__EXERCISE INSTRUCTIONS__
Rewrite the data from the line containing "Habitat-census task: mark the wooden" through the line containing "point(111, 103)" as a two-column CSV with the header instruction,coordinates. Put each instruction and its coordinates on one row, each in a quoted field with line breaks replaced by spaces.

** Start of SOURCE DATA **

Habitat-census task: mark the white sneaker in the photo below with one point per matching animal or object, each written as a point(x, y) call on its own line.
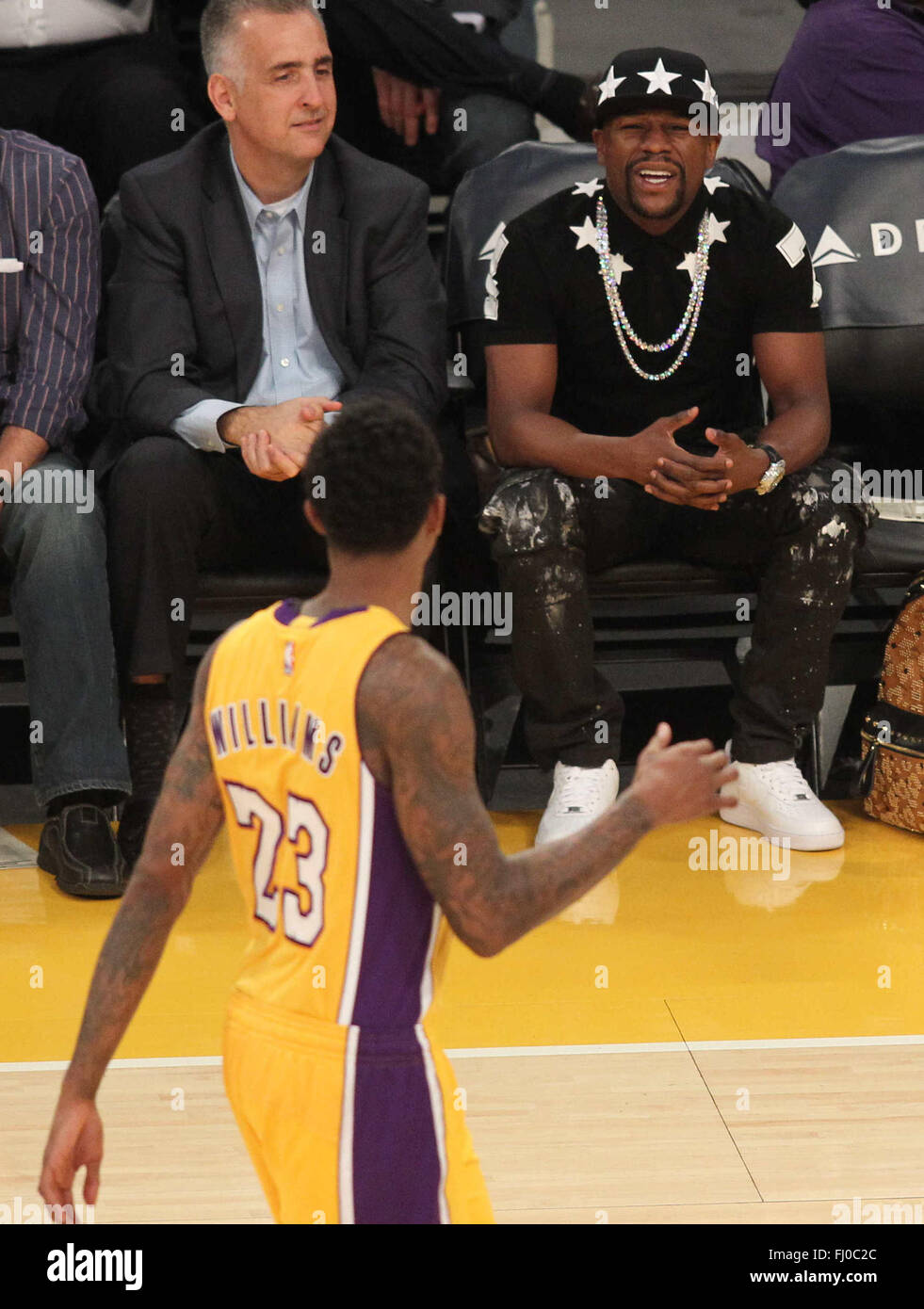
point(578, 796)
point(775, 800)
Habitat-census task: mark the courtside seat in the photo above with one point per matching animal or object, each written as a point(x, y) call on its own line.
point(665, 623)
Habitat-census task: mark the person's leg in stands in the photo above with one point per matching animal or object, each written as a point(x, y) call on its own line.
point(60, 601)
point(122, 104)
point(548, 533)
point(174, 510)
point(430, 49)
point(802, 543)
point(478, 127)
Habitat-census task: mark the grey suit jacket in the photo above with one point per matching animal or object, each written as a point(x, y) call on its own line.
point(185, 312)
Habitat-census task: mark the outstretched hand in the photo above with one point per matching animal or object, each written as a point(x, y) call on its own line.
point(74, 1141)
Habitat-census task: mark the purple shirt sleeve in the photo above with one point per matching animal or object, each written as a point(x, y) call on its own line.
point(59, 305)
point(855, 73)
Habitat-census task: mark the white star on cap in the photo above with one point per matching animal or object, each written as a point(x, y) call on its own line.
point(587, 234)
point(716, 231)
point(588, 187)
point(658, 79)
point(619, 266)
point(689, 264)
point(608, 88)
point(707, 90)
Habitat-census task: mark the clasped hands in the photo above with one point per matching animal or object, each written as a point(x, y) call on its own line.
point(275, 439)
point(672, 474)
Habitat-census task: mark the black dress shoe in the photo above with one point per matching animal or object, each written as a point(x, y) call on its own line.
point(134, 829)
point(79, 848)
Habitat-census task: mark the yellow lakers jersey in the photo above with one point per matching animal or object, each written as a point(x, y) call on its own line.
point(342, 929)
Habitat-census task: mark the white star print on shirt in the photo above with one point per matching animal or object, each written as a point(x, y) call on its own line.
point(658, 79)
point(608, 88)
point(619, 266)
point(588, 187)
point(587, 234)
point(716, 229)
point(689, 264)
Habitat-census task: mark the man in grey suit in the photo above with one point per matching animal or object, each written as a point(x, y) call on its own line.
point(268, 274)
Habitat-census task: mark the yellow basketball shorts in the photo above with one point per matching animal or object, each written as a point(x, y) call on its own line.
point(346, 1124)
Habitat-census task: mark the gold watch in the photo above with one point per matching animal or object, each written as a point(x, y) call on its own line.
point(773, 474)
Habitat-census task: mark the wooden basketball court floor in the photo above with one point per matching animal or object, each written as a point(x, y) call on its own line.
point(689, 1046)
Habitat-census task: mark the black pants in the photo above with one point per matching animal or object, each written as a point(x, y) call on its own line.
point(174, 510)
point(430, 49)
point(551, 530)
point(111, 103)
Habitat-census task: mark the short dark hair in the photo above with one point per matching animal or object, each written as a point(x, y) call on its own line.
point(372, 476)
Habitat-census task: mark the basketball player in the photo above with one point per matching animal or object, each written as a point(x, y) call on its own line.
point(338, 748)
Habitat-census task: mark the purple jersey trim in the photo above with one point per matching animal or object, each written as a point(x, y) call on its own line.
point(285, 611)
point(398, 925)
point(340, 613)
point(397, 1171)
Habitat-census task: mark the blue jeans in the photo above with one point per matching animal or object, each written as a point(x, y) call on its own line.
point(60, 601)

** End of SOURCE DATA **

__ANSWER TO THIS EXERCISE__
instruction,coordinates
"Habitat-census task: mark the wooden basketball court floor in the photo above with one point per matching animal or object, each written as a point(x, y) call on its own line.","point(689, 1046)"
"Habitat-census task: mark the black pants in the photo above with one point per matching animal or object, each written as a point(x, y) call on its own line.","point(174, 510) point(430, 49) point(551, 530) point(111, 103)"